Acting and autism – the challenges and rewards

The Curious Incident of the Dog in the Night-time, which has done much to raise the profile of aspergers and autism in theatre

The Curious Incident of the Dog in the Night-time, which has done much to raise the profile of aspergers and autism in theatre

To celebrate World Autism Awareness Day today, we talk to Stephanie Dawson, a member of the Samuel French licensing team. She was diagnosed with Aspergers when she was 7, and has been acting since she was 18

How would you describe autism?

Autism is a lifelong developmental disability that affects how a person will communicate and relate to other people. It also affects the sense that they have of the world around them.

I have Aspergers – a mild form of autism which affects me, but not as much as full-blown autism might. It takes me a bit longer to understand things people say sometimes. I might not get a joke. If someone’s really upset about something, I might laugh at it.

Autism affects some of the things that we think of as being fundamental to acting. What specifically are the challenges for an autistic person when it comes to acting?

It’s trying to get out of your sense of something, and get into another person. It’s hard to empathise with another character, and imagine how they’re feeling, when you’ve got all these feelings trapped inside that you’ve got no way of expressing. But acting is a great way of expressing those feelings without having to talk to someone. And getting the feelings of another character is really hard, but because you’re pretending to be someone else you can think – “I don’t have to be an autistic person. I can be anyone. I can step out of myself for a moment and be someone else”. And that’s a great feeling!

What do you do to overcome the challenges of becoming another character?

When I do it I create my own story – a background story for this character so I can get into the character, and start from that.

But I think there are advantages to it too. Because it’s a challenge I can bring something different to a character – because I have all these feelings trapped inside, you can think “What if this person’s feeling that as well”, and get some of that across through the character.

Do you ever encounter any prejudices, or people thinking you won’t be able to act?

When I first started with my drama group, I was very open about the fact I had this condition. Some of the older members thought “she couldn’t do this play”, and they didn’t listen. But I kept trying, and suggested doing the play Death in High Heels – which they did, and I got cast in it, in my first major character. She had loads of lines to learn, and I had to do a posh accent, and learn all the etiquette – it was amazing. I really enjoyed that – standing on stage doing a big soliloquy with all these people in front of you – but you learn to think “they’re not there”.

§ **Input data**:
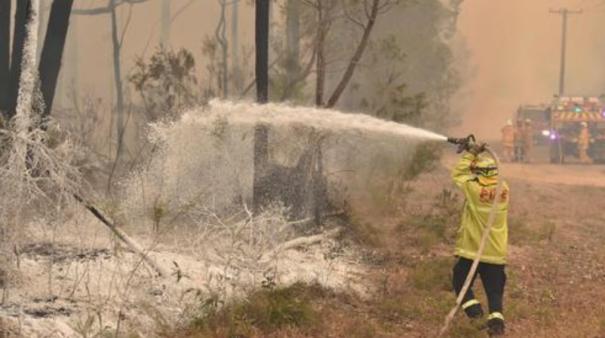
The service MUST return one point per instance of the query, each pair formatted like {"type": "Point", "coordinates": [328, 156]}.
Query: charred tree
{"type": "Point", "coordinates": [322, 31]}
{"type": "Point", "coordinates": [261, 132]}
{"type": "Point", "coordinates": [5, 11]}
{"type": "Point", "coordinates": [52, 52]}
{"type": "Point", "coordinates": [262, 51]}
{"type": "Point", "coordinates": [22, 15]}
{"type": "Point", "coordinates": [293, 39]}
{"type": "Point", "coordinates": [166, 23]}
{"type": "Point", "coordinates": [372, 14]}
==
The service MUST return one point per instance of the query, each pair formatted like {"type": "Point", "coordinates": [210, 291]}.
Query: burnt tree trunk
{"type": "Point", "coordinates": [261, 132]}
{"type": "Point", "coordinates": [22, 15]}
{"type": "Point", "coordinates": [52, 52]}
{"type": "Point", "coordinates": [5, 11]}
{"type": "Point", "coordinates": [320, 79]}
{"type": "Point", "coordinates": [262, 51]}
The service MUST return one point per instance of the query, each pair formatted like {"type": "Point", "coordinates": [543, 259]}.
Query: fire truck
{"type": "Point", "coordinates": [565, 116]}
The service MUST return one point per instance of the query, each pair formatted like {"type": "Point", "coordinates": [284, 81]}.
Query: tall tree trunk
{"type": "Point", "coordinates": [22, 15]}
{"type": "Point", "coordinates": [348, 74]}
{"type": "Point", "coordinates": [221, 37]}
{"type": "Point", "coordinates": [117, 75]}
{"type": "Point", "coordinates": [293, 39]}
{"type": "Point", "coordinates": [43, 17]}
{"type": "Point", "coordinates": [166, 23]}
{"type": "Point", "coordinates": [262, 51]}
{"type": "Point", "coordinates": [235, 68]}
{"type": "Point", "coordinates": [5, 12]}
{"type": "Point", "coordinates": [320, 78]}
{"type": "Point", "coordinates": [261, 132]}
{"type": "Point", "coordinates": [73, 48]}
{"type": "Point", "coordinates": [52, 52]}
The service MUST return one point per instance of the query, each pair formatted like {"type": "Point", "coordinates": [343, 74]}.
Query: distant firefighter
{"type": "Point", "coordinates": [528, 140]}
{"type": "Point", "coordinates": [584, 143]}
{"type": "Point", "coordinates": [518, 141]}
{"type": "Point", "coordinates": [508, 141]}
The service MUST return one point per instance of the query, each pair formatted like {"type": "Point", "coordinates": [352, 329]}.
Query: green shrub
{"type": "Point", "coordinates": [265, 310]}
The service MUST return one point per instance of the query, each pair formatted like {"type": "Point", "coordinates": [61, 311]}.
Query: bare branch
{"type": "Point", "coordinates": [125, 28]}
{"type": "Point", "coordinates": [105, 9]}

§ **Instructions**:
a) In the interview about acting and autism, list the ways Stephanie Dawson says Aspergers affects her.
b) Pick up the interview about acting and autism after its last sentence and continue it.
None of the data is needed here.

§ **Answers to each task**:
a)
- It takes her a bit longer to understand things people say sometimes.
- She might not get a joke.
- If someone's really upset about something, she might laugh at it.

b)
I think doing the acting has helped the people I act with to understand more about the condition – that we’re not just socially awkward, we’re fully functioning members of society, we can do anything anyone else can.

What does acting do for you?

When I’m on stage, I’m a different person. I’m more confident, and I think “I can do this!”. Last year I won an award in a one act play competition, the first I’ve ever won. It was a massive step, and it really boosted my confidence. It made me think – anyone with any disability, it doesn’t matter what it is, they can do it.

When I was at school I used to hide under tables. When I started doing drama at 18 I was really shy. Now when I go to drama they can’t stop me talking!

And it’s not just drama – it helps me with my confidence and self-esteem in my everyday life.

The Curious Incident of the Dog in the Night-time is perhaps the most famous portrayal of autism on stage. What did you think of it?

It definitely represents what it’s like to have autism, and in a very positive way. I thought Luke Treadaway was amazing, and there was a lot that I recognised. It made me cry sometimes because I thought “My parents used to do that to me!” and “I did that!”. A lot of it happened to me as a kid, but I’ve learned to get over it.

It avoided the Hollywood cliche of people with autism always being really good at maths! I can’t do maths at all. But I’m really good at remembering things – authors, who their agents are – I can just reel it off like a book. I love English, and anything to do with books.

Is there any support out there for people with autism who want to act?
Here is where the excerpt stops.